:: Records of labeled points ::

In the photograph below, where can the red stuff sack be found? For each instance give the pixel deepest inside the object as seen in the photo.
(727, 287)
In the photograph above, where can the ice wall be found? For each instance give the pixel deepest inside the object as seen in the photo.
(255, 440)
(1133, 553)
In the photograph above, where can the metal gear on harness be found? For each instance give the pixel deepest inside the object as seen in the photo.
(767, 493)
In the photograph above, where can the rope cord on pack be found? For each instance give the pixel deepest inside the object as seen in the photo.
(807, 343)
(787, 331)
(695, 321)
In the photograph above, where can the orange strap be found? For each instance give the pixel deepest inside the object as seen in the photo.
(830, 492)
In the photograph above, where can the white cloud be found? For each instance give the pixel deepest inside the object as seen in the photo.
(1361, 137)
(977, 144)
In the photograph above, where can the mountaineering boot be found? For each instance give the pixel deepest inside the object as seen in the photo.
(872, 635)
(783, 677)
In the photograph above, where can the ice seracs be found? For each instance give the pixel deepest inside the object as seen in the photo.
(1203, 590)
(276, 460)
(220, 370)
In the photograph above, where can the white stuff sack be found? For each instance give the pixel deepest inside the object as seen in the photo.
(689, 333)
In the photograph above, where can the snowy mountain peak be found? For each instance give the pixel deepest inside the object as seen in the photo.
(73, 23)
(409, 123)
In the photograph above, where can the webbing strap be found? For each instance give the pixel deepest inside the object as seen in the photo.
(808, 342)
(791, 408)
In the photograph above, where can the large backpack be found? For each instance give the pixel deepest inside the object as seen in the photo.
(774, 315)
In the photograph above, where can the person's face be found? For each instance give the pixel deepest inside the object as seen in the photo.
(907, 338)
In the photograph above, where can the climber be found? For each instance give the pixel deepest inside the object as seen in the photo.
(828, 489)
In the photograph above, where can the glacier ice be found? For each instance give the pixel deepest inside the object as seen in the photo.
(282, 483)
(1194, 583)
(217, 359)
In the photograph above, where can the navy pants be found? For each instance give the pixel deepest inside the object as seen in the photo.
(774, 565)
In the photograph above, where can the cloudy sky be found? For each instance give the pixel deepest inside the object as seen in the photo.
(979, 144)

:: TASK OBJECTIVE ::
Write out every row above again, line for line, without changing a single word.

:: RESULT OF THIS EXERCISE ::
In the photograph below, where can the red stuff sack be found? For each instance give the pixel deepest inside the object as seen in the photo.
(727, 287)
In the photograph above, where can the ice wall be found? For each instance give the pixel deepest inside the object as seen in the photo.
(255, 440)
(1133, 553)
In the photograph above, where can the metal gear on harness be found? For each instance give the pixel deepest inside the object as seen in the photo.
(767, 493)
In the photograph above, where can the rope cord on pack be found? For each instance give the pixel deepest inside the object as seen in the photo.
(807, 343)
(787, 331)
(695, 321)
In the photograph above, where can the orange strap be found? For each instance give the pixel deepest inside the object as seen in the photo.
(830, 492)
In the photograph above, where can the white cloud be found? For each instance give the pixel deepest inside the object as seen in the photo.
(1361, 137)
(977, 144)
In the photograph above, where can the mountaineering boot be found? For each instance give the pixel deepest inside the object as seen in the photo.
(872, 635)
(783, 677)
In the photograph above, where can the ice seracs be found? For each instance give the pixel deepest inside the object as seen in the photo.
(1203, 590)
(276, 460)
(220, 370)
In the photograph above, where can the white stuff sack be found? For each instance give the pixel deepest inside the object as seen in the photo.
(689, 333)
In the photograph above, where can the snowy mountain peak be found? For each instance give the pixel deepest inside the object as seen in the photo.
(73, 23)
(409, 123)
In the photograph above, where can the webbing strap be found? For each instance give the pixel deepest inside the object as seen in the photo.
(808, 342)
(791, 408)
In the photograph above, where can the large backpack be found? For each instance give the pixel deepest inside the object as seen in the photo.
(774, 315)
In the photograph above, where can the person's face be found? For each instance give the pixel deepest inside the object as seen in the photo.
(907, 338)
In the photograph above, where can the climber be found? For each instance give the pixel deepest inside the object as seen in the photo.
(828, 489)
In the photograph above, where can the glacier ice be found? For each instance give the pixel deepest inside the object as seen in the photo.
(282, 483)
(1194, 583)
(217, 359)
In the photograph above, where can the navy pants be found? For each instance give the pixel deepest inside the object as seen in the photo.
(774, 565)
In the photograph above, where can the cloudy sky be found? For each instance give the pixel deepest inside the object as seen in the photo.
(979, 144)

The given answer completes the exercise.